Exercise requirements - Give every entry again, word for word.

(Region pointing data)
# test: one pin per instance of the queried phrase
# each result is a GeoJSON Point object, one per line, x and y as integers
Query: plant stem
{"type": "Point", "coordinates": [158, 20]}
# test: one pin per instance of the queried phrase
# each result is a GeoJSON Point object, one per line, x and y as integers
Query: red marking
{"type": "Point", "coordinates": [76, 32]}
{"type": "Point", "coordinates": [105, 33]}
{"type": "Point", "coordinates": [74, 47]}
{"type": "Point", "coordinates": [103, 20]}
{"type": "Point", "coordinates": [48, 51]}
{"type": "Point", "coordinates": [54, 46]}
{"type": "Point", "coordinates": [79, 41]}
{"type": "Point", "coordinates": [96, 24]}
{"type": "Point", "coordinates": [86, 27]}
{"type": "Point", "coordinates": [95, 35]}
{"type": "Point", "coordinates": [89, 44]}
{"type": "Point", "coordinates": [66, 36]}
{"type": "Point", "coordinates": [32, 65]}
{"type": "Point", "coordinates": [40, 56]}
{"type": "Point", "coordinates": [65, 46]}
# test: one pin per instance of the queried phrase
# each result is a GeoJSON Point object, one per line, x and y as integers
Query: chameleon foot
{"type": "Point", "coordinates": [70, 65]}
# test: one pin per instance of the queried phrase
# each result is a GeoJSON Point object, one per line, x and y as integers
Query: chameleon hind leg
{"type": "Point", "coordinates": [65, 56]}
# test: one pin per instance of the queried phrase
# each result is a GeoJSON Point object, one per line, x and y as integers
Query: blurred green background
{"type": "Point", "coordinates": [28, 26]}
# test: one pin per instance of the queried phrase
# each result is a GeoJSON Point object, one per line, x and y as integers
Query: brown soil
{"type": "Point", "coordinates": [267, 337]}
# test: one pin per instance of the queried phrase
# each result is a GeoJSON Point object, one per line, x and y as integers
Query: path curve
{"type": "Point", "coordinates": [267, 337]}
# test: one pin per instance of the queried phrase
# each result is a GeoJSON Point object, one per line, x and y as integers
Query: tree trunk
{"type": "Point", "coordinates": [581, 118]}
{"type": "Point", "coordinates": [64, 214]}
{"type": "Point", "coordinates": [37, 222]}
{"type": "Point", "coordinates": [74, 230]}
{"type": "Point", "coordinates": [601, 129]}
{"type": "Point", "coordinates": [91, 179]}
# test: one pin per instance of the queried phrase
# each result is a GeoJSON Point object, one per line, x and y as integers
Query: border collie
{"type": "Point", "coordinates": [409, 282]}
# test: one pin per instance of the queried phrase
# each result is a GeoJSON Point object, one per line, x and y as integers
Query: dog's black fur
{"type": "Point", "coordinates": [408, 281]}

Written answer -
# test: one pin per instance of the queried phrase
# each result is a GeoJSON Point object, one per line, x and y as integers
Query: plant stem
{"type": "Point", "coordinates": [158, 20]}
# test: one pin per instance of the queried phrase
# each result is a GeoJSON Point object, one per line, x and y as integers
Query: red marking
{"type": "Point", "coordinates": [76, 32]}
{"type": "Point", "coordinates": [105, 33]}
{"type": "Point", "coordinates": [74, 47]}
{"type": "Point", "coordinates": [103, 20]}
{"type": "Point", "coordinates": [48, 51]}
{"type": "Point", "coordinates": [54, 46]}
{"type": "Point", "coordinates": [79, 41]}
{"type": "Point", "coordinates": [96, 24]}
{"type": "Point", "coordinates": [86, 27]}
{"type": "Point", "coordinates": [95, 35]}
{"type": "Point", "coordinates": [89, 44]}
{"type": "Point", "coordinates": [66, 36]}
{"type": "Point", "coordinates": [32, 65]}
{"type": "Point", "coordinates": [40, 56]}
{"type": "Point", "coordinates": [65, 46]}
# test: one pin per instance of the queried phrase
# each result is a GeoJSON Point object, one per line, x and y as integers
Query: chameleon foot
{"type": "Point", "coordinates": [70, 65]}
# test: one pin per instance of the queried phrase
# each result is a GeoJSON Point object, one per line, x and y as integers
Query: chameleon hind leg
{"type": "Point", "coordinates": [65, 56]}
# test: one pin per instance of the queried phrase
# each result is a GeoJSON Point object, one per line, x and y as integers
Query: blurred green background
{"type": "Point", "coordinates": [28, 26]}
# test: one pin per instance of the queried phrase
# each result is a GeoJSON Point object, one per line, x and y as integers
Query: brown soil
{"type": "Point", "coordinates": [267, 337]}
# test: one pin per instance of the queried phrase
# each result is a GeoJSON Point object, one per line, x and y as integers
Query: path curve
{"type": "Point", "coordinates": [267, 337]}
# test: one pin per instance of the queried phrase
# each result is a GeoJSON Point object, one per line, x and y as integers
Query: tree trunk
{"type": "Point", "coordinates": [581, 118]}
{"type": "Point", "coordinates": [64, 214]}
{"type": "Point", "coordinates": [37, 222]}
{"type": "Point", "coordinates": [74, 230]}
{"type": "Point", "coordinates": [601, 129]}
{"type": "Point", "coordinates": [91, 179]}
# test: one pin per instance of the queried phrase
# each result is a GeoJSON Point object, one per line, x and y as integers
Query: border collie
{"type": "Point", "coordinates": [409, 282]}
# test: one pin per instance of the queried phrase
# each result is a GeoJSON Point object, one per line, x and y as integers
Query: dog's black fur
{"type": "Point", "coordinates": [408, 281]}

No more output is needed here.